### Short exercise
Copy the lines verbatim, from the line with "Where can you spot the dark shell" to the line with "pixel 62 193", including both of those lines.

═════ Data for the task ═════

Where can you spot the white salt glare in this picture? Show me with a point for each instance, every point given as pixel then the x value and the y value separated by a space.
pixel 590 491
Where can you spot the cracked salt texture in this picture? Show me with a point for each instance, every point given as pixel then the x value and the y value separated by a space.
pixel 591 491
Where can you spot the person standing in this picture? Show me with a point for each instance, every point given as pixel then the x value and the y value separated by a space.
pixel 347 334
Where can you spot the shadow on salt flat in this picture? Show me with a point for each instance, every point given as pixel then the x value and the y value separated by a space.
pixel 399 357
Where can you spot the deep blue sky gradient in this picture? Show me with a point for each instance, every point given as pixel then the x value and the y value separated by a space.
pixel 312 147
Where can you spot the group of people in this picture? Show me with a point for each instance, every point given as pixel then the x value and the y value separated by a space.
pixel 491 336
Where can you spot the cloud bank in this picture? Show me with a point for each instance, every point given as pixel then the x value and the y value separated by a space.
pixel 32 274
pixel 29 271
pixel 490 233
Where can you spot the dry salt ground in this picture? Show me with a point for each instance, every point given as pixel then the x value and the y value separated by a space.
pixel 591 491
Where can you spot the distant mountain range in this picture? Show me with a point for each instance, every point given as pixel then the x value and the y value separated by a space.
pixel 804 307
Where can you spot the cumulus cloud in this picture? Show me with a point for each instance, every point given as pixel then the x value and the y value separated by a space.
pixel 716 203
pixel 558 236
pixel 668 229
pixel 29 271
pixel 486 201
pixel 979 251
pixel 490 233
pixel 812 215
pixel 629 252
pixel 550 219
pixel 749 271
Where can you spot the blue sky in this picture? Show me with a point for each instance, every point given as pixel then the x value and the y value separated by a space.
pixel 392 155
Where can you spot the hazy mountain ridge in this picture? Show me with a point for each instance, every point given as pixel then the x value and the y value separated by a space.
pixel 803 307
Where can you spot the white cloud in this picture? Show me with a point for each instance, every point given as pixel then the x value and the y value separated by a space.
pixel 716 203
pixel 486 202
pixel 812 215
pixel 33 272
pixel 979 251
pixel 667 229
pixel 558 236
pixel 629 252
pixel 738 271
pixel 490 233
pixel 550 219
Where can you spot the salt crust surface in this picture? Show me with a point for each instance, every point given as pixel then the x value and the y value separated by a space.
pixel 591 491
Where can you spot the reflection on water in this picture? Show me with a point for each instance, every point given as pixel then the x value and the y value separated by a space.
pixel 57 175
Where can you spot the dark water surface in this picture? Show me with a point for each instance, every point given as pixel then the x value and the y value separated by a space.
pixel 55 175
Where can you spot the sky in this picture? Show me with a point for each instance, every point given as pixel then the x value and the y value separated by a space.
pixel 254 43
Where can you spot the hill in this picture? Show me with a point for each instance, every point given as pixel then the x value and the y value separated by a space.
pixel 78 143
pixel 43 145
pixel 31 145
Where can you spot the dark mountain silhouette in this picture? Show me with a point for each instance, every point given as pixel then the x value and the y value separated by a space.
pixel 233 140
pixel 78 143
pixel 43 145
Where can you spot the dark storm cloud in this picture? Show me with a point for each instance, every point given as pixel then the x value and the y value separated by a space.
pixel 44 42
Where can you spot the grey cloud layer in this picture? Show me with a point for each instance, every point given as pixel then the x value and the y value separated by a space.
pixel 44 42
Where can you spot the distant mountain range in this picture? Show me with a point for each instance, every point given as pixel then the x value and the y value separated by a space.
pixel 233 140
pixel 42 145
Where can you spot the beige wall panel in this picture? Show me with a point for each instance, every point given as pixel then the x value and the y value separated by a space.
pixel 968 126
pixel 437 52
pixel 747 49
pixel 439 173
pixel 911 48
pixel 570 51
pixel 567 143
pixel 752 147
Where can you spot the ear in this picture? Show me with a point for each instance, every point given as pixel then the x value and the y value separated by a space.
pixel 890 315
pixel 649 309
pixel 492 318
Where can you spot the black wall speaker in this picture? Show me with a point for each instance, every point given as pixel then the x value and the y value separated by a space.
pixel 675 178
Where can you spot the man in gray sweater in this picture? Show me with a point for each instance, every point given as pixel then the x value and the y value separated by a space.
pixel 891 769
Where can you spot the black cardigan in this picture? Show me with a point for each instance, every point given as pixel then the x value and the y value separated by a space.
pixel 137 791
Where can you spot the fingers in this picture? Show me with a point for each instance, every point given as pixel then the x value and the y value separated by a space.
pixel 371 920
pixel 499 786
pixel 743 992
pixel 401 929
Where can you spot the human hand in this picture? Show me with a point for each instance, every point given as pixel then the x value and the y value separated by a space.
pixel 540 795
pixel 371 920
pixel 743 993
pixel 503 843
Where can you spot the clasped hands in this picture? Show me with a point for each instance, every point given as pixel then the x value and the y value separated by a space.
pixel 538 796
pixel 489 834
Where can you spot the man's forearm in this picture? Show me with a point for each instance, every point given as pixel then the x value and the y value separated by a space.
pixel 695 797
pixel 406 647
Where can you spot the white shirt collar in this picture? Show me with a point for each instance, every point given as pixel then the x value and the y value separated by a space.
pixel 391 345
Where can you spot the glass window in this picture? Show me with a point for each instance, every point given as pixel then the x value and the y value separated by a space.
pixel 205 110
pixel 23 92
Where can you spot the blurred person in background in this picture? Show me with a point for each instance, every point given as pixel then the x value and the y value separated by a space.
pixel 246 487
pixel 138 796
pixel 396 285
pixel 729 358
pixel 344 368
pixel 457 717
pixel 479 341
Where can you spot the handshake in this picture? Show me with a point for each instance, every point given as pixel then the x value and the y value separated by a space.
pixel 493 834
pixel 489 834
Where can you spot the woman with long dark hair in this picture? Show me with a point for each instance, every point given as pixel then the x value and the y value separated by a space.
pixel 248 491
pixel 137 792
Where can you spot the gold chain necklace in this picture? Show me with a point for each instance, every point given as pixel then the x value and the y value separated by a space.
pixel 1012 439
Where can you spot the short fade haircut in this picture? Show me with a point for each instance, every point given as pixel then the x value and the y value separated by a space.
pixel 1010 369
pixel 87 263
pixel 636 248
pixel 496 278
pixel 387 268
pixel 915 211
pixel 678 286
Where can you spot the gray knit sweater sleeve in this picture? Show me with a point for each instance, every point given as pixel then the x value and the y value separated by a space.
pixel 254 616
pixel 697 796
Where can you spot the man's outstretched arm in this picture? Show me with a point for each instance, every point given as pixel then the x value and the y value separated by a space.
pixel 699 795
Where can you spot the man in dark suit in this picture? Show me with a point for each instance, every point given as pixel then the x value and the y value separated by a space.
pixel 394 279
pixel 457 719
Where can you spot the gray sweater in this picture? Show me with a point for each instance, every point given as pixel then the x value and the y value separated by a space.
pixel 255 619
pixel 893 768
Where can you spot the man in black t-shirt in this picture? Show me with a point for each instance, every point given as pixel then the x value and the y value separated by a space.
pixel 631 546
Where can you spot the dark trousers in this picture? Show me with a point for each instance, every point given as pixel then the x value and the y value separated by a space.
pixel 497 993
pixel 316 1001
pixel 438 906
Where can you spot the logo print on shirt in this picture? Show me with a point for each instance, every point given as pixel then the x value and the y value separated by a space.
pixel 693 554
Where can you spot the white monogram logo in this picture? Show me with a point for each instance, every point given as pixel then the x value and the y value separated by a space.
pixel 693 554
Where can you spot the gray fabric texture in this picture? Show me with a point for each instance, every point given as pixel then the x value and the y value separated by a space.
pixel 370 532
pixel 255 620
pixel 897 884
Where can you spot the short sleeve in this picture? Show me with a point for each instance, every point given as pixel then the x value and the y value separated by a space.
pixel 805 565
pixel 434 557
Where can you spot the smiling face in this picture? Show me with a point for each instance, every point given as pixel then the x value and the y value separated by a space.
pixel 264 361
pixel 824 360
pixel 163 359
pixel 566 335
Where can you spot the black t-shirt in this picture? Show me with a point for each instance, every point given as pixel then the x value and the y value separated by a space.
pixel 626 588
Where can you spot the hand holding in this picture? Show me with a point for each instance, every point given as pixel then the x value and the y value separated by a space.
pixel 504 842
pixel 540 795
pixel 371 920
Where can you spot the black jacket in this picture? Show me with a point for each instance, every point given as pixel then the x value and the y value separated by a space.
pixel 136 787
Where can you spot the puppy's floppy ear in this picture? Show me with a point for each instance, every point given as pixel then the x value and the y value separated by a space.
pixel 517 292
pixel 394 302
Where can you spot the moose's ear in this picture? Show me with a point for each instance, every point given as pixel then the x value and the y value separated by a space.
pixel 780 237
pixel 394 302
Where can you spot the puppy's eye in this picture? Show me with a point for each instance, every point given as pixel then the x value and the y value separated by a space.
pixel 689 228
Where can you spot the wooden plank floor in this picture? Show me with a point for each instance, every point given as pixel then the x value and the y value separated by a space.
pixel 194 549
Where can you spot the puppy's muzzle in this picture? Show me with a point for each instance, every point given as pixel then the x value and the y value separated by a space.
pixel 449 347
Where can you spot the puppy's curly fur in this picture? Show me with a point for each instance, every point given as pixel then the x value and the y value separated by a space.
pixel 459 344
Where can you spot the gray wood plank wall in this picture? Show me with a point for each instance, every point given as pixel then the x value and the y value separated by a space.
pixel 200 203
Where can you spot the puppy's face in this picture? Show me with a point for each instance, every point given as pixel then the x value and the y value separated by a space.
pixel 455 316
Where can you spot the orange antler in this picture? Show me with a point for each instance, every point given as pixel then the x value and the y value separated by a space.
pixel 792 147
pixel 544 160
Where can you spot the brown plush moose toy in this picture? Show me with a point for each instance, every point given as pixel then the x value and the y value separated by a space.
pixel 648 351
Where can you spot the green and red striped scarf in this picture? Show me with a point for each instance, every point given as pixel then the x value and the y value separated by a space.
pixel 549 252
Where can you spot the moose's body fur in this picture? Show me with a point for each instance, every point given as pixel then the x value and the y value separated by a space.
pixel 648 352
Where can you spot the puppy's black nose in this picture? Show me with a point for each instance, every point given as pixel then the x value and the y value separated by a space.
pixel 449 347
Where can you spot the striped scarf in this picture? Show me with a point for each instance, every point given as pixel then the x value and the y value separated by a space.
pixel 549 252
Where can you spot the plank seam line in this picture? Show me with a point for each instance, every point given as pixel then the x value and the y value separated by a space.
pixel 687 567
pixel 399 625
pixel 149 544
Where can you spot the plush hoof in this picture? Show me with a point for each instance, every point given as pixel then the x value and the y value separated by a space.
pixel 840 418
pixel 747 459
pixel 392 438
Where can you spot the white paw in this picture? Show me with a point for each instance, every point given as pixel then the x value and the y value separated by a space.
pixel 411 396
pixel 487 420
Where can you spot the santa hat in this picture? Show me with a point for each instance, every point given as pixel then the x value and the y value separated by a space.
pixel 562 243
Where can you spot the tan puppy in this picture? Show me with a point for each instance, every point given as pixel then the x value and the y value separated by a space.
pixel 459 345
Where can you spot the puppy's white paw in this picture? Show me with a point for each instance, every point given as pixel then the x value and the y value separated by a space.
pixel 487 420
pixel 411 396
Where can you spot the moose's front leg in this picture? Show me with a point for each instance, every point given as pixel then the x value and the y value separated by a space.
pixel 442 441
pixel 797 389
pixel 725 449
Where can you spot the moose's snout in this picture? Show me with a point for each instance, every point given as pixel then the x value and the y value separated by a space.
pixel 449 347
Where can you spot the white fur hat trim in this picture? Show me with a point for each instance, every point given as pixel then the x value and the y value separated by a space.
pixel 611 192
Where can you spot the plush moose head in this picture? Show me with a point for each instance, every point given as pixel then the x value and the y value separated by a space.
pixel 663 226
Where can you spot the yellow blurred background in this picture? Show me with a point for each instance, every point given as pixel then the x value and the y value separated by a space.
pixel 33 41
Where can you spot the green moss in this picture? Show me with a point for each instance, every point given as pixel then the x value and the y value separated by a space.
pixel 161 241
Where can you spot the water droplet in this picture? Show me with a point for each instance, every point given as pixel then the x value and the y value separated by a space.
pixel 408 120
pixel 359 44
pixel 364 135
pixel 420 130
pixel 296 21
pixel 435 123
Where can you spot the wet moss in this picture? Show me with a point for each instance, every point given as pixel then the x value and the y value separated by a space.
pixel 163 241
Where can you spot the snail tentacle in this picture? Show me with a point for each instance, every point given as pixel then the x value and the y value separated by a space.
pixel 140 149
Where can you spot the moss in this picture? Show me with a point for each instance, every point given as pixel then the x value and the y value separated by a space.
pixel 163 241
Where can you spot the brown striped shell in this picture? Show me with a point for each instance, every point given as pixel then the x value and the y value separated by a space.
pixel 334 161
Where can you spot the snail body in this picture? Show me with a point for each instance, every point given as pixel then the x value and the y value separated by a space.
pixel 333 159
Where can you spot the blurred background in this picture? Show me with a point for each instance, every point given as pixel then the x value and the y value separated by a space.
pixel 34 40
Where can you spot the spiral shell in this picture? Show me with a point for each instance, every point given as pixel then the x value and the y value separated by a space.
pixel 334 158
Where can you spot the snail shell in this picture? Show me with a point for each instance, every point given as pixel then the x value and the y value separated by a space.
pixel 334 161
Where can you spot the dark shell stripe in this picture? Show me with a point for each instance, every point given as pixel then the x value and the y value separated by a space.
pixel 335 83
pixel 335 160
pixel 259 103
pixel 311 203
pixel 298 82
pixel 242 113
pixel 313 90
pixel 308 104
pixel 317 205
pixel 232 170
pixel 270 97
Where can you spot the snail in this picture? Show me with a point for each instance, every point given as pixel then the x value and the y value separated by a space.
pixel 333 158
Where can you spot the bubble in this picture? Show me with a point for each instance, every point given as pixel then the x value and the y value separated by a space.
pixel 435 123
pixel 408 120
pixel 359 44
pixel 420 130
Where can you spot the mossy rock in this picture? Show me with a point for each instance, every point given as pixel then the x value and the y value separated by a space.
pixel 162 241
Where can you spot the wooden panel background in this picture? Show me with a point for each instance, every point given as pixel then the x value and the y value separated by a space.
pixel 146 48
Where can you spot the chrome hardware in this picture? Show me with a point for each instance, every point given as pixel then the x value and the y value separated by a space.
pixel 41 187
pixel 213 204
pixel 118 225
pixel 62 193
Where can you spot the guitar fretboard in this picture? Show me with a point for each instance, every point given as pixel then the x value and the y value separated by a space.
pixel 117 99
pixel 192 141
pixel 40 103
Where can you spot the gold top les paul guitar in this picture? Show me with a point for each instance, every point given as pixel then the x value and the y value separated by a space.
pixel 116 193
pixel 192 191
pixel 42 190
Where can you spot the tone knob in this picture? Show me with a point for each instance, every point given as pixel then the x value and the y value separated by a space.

═════

### Exercise output
Where can you spot the dark shell stripe in this picture? Show me with a point for each instance, every point given as pixel then the x value and the y value separated by a space.
pixel 335 83
pixel 335 160
pixel 259 103
pixel 311 203
pixel 298 82
pixel 242 113
pixel 313 90
pixel 308 104
pixel 317 205
pixel 232 170
pixel 270 97
Where can you spot the snail in this picture? Show me with a point for each instance, every point given as pixel then the x value and the y value separated by a space.
pixel 333 158
Where can you spot the bubble in this picture? Show me with a point for each instance, every point given as pixel then the x value and the y value separated by a space.
pixel 435 123
pixel 408 120
pixel 359 44
pixel 420 130
Where can you spot the mossy rock in this picture? Show me with a point for each instance, every point given as pixel then the x value and the y value separated by a space.
pixel 162 241
Where can you spot the wooden panel background in this picture? Show me with a point for each instance, every point given as pixel then the x value and the y value separated by a space.
pixel 146 48
Where can you spot the chrome hardware in this picture? Show me with a point for each instance, every point given as pixel then the x value and the y value separated by a space.
pixel 41 187
pixel 213 204
pixel 118 225
pixel 62 193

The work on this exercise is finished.